Source extract >>
%%
[Python-Dev] String module
Martin v. Loewis
martin@v.loewis.de
31 May 2002 00:05:44 +0200
Guido van Rossum <guido@python.org> writes:
> Thanks! But now we have a diverging set of isxxx methods for 8-bit
> strings and Unicode. I really don't know what the equivalent of these
> (ispunct, iscntrl, isgraph, isprint) is in Unicode -- maybe MAL or MvL
> know?
I don't think there is an "official" mapping between these categories
and Unicode character categories. I believe an "intuitive"
relationship would be:
ispunct: Punctuation (Pc, Pd, Ps, Pe, Pi, Pf, Po)
iscntrl: Other, control (Cc); perhaps other Other
isprint: Letters (L*), Marks (M*), Numbers (N*), Separators (Z*),
perhaps informative categories (Symbol, Punctuation)
isgraph: everything isprint, except Separators
Another approach is to use the classification found in other
libraries, such as Qt, Perl, or Win32 (GetStringTypeW).
%%
Request 1 >> Report how many lines in the rows contain the word "worker", treating uppercase and lowercase as different. Give only the number.
The rows have no connection to the mailing-list message.

Extracted material >>
%%
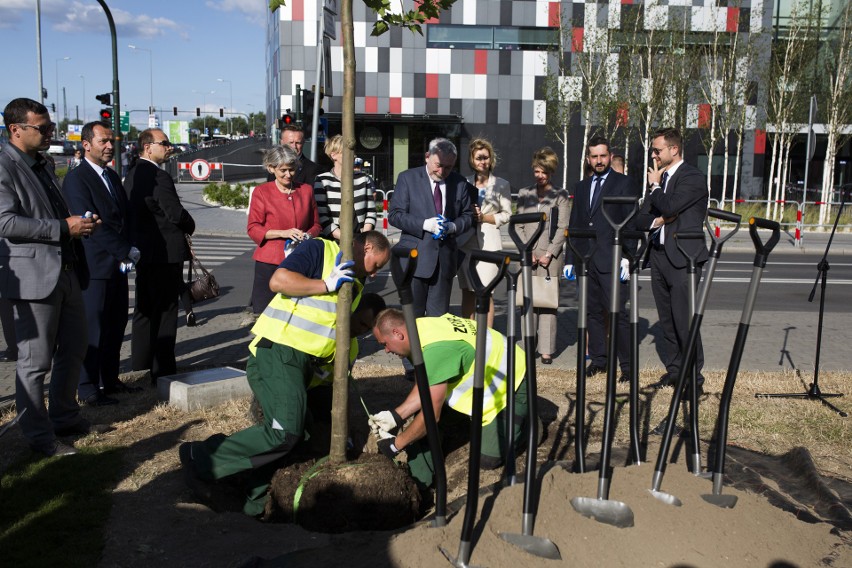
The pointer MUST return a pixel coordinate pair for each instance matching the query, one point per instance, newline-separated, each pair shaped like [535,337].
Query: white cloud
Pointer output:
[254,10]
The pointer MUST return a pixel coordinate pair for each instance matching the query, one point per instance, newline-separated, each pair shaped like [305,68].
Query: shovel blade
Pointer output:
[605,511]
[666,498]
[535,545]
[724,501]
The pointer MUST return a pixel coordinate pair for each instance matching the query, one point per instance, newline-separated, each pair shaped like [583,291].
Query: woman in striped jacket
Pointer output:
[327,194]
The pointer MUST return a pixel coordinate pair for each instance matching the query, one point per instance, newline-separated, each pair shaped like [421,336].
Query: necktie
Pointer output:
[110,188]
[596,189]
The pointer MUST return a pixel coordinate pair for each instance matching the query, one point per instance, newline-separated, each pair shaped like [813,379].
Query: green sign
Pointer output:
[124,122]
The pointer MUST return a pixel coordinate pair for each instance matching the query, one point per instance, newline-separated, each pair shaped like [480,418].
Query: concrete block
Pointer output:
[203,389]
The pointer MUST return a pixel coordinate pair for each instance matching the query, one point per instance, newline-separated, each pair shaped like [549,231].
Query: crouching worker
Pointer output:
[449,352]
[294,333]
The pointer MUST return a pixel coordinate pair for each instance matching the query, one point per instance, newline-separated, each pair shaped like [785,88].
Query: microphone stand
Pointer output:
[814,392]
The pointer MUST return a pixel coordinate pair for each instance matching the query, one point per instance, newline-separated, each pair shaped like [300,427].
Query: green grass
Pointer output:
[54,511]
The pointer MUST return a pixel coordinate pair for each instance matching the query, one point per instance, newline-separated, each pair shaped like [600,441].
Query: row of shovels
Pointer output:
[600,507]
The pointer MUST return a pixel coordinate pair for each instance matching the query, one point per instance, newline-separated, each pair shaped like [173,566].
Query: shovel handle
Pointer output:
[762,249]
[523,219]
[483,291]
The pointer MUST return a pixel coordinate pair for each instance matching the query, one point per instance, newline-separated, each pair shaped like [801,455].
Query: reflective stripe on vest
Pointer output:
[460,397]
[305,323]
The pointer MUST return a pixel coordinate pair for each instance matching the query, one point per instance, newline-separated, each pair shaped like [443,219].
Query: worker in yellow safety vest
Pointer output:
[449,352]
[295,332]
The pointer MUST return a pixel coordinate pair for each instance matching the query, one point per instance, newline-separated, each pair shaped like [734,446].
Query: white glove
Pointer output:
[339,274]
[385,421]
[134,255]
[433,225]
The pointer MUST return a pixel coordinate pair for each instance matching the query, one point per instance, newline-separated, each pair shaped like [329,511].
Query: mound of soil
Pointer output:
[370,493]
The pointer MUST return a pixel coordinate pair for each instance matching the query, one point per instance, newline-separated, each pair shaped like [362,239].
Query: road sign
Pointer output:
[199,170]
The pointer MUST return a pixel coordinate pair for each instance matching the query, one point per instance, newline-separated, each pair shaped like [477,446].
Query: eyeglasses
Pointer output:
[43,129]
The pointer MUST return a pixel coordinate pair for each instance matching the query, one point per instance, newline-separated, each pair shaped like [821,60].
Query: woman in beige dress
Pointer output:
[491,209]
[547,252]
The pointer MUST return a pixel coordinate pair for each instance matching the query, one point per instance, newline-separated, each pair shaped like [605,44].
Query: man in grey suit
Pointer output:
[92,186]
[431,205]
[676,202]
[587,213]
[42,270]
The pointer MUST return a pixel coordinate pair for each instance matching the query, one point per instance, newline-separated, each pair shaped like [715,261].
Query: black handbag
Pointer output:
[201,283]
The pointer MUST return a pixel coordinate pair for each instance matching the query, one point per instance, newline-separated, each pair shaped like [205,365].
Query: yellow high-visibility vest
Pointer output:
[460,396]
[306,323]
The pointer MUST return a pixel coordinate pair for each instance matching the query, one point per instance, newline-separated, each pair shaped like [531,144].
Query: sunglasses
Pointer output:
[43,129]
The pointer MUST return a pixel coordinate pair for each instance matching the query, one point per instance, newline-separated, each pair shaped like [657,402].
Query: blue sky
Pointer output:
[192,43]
%%
%%
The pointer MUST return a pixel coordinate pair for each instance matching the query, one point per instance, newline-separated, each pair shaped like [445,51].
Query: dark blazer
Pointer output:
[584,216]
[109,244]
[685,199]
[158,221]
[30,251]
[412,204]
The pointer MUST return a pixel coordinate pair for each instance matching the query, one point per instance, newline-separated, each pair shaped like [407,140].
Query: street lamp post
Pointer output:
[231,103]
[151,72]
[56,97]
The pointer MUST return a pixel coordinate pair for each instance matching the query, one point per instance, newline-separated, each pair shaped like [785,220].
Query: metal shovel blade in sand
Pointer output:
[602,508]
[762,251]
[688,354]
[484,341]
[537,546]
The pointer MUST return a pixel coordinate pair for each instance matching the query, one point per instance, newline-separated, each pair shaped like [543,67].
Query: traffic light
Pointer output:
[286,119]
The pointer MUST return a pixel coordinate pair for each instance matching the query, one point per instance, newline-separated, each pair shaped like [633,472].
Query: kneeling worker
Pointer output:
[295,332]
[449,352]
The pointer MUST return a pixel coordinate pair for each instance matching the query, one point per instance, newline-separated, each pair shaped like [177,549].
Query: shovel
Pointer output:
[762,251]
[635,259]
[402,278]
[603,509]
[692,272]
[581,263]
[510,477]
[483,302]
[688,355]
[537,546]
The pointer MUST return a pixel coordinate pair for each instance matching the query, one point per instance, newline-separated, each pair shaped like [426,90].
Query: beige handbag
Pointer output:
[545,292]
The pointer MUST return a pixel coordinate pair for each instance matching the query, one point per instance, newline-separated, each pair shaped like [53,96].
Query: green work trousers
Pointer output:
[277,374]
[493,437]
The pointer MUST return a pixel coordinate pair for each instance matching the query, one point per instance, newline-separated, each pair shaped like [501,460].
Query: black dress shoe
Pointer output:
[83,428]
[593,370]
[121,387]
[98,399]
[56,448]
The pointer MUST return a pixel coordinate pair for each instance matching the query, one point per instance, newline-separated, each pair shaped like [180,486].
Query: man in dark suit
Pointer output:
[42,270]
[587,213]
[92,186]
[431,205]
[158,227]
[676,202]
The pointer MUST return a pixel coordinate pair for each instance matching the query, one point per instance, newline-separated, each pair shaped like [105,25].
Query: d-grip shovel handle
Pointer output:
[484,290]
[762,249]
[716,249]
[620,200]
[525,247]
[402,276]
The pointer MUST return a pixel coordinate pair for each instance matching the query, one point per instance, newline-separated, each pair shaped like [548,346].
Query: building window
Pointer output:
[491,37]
%%
%%
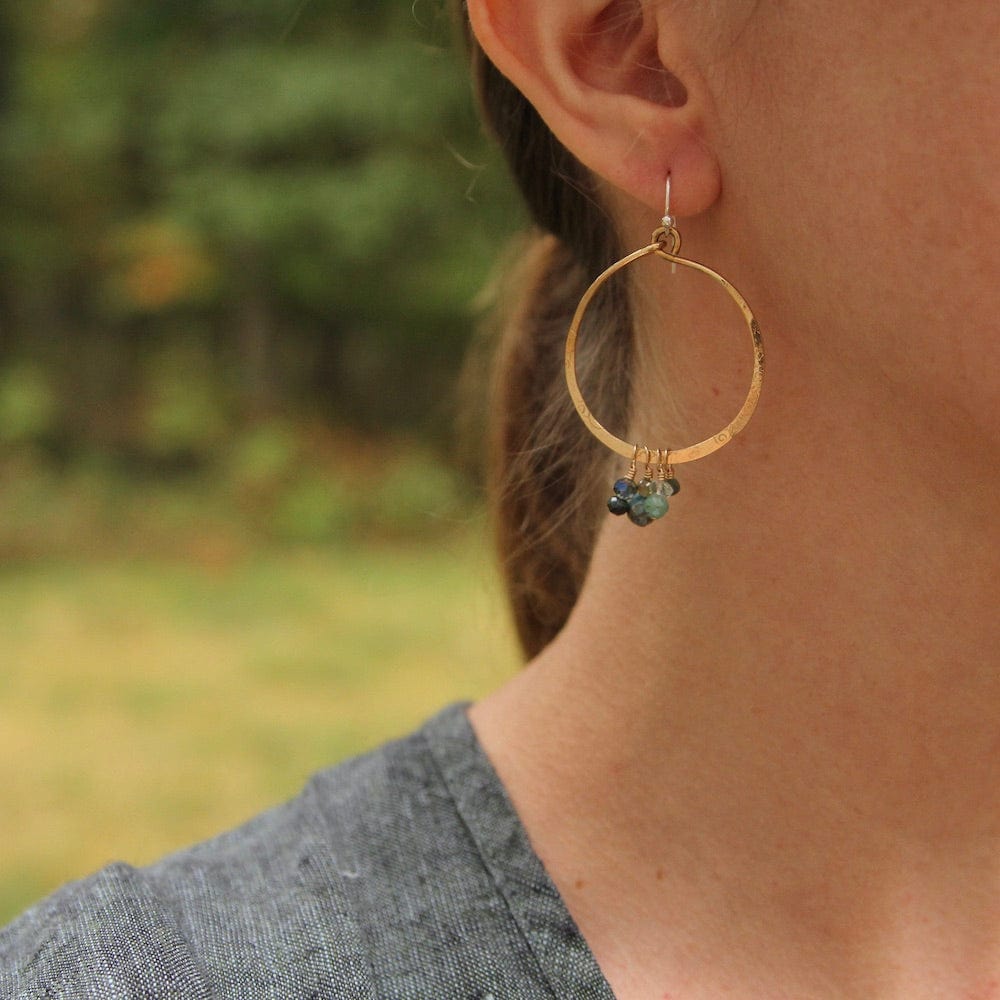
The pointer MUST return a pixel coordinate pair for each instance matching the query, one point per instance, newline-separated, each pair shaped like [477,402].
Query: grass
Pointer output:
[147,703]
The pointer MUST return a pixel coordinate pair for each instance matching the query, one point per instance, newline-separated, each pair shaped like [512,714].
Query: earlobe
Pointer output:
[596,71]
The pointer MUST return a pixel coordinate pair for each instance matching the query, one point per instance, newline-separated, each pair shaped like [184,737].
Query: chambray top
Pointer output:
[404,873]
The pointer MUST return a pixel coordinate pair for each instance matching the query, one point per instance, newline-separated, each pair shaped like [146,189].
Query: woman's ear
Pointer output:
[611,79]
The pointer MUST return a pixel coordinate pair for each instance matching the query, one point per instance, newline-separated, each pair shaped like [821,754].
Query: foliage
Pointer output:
%%
Request 2 >> Decide whether each statement agrees with the mailing-list message, answering yes or no and quoting the deciding words: (a) it maps ispunct to the Punctuation categories Pc, Pd, Ps, Pe, Pi, Pf, and Po; (b) it names Qt, Perl, and Win32 as libraries whose classification could be used; (c) it counts Separators as part of isgraph.

Exercise result 1 >> 3

Exercise result 2 >>
(a) Yes: "ispunct: Punctuation (Pc, Pd, Ps, Pe, Pi, Pf, Po)"
(b) Yes: "such as Qt, Perl, or Win32 (GetStringTypeW)"
(c) No: "isgraph: everything isprint, except Separators"